» Aim
Beginning at the line that contains "I need you to analyze the photo above. Specifically, find dense" and stopping after the line that contains "[0,130,53,172]", reproduce only those lines of the records below, requests included. Multiply every bounding-box coordinate in the answers by 1.15 and round each result to the nearest whole number, with halves rounded up.

--- BEGIN ---

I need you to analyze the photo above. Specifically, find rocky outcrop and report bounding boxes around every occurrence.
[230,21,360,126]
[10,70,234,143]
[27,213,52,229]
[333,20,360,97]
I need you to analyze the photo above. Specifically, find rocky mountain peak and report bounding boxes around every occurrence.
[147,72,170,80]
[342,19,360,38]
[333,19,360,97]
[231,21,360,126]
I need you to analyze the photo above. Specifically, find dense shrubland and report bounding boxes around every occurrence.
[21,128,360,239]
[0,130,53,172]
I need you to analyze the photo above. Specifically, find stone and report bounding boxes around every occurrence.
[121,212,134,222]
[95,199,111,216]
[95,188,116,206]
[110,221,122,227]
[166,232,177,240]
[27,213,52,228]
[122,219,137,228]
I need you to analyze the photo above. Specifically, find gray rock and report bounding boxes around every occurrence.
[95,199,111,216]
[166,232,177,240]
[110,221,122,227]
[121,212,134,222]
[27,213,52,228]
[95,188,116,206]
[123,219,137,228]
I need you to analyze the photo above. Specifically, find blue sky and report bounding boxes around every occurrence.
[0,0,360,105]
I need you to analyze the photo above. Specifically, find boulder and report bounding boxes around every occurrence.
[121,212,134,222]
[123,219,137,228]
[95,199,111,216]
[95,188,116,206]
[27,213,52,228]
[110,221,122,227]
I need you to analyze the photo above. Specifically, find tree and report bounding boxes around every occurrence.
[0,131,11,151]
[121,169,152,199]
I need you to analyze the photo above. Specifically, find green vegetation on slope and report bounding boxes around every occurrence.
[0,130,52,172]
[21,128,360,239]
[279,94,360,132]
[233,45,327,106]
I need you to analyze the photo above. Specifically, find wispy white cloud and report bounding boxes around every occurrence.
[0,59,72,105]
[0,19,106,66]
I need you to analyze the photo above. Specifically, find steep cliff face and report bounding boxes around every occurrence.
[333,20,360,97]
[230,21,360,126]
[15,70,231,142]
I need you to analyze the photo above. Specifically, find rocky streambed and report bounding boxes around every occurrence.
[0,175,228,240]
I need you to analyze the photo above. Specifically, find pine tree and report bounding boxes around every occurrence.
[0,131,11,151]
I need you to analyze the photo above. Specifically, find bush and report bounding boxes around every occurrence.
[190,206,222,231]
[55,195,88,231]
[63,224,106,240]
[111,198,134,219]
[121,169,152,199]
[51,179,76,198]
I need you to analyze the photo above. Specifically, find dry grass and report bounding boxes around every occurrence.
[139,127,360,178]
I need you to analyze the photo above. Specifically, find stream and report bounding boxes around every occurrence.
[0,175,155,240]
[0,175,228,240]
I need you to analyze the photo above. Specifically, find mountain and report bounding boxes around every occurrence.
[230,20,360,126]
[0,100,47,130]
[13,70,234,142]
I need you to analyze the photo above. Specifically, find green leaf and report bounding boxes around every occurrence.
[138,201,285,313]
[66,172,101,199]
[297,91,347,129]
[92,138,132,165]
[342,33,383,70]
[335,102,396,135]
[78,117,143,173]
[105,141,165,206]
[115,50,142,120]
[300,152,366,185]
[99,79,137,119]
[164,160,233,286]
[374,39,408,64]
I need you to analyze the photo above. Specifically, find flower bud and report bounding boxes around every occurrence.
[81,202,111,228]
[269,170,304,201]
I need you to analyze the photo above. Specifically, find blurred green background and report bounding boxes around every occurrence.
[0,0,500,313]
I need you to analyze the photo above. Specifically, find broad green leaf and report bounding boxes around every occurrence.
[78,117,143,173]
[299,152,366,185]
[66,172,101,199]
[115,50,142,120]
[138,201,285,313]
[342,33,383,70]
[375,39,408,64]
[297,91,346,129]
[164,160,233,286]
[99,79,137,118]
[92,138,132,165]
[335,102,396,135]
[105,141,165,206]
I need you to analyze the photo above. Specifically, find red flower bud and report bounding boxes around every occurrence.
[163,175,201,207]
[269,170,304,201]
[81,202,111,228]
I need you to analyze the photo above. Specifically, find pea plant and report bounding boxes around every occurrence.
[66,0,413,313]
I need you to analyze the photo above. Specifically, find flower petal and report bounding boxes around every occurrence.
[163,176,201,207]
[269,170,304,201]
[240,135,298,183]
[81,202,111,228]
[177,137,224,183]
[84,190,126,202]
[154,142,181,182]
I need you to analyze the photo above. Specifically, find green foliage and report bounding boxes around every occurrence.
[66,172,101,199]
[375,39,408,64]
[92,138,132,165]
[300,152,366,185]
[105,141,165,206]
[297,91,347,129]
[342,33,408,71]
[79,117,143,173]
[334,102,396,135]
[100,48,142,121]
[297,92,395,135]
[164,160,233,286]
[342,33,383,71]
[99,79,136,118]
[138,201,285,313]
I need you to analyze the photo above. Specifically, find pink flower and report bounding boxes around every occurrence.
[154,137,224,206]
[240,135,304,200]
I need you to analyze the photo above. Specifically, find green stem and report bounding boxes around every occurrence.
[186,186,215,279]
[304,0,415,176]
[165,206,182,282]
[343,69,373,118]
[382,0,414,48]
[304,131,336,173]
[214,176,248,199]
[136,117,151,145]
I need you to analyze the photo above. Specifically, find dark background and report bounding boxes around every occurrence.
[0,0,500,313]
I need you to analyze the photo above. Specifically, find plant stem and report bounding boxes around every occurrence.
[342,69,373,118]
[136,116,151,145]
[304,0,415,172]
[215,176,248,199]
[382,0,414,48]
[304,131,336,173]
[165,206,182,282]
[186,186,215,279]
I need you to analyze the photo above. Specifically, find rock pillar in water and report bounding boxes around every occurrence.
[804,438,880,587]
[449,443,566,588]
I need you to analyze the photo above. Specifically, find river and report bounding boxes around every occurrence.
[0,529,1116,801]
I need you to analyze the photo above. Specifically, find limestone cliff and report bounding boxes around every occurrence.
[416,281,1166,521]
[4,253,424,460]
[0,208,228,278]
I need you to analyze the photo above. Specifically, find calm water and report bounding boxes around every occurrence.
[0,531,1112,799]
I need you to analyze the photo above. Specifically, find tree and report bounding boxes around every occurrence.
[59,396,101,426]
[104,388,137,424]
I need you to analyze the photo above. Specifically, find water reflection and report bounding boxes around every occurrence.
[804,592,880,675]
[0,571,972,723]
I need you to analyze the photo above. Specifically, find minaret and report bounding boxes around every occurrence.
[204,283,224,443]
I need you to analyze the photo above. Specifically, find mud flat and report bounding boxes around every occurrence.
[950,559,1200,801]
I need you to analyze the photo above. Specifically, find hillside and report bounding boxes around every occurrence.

--- END ---

» Answer to this problem
I need you to analyze the photo above. Specifically, find dense shrubland and report bounding boxes around every occurrence.
[24,147,414,275]
[0,150,61,198]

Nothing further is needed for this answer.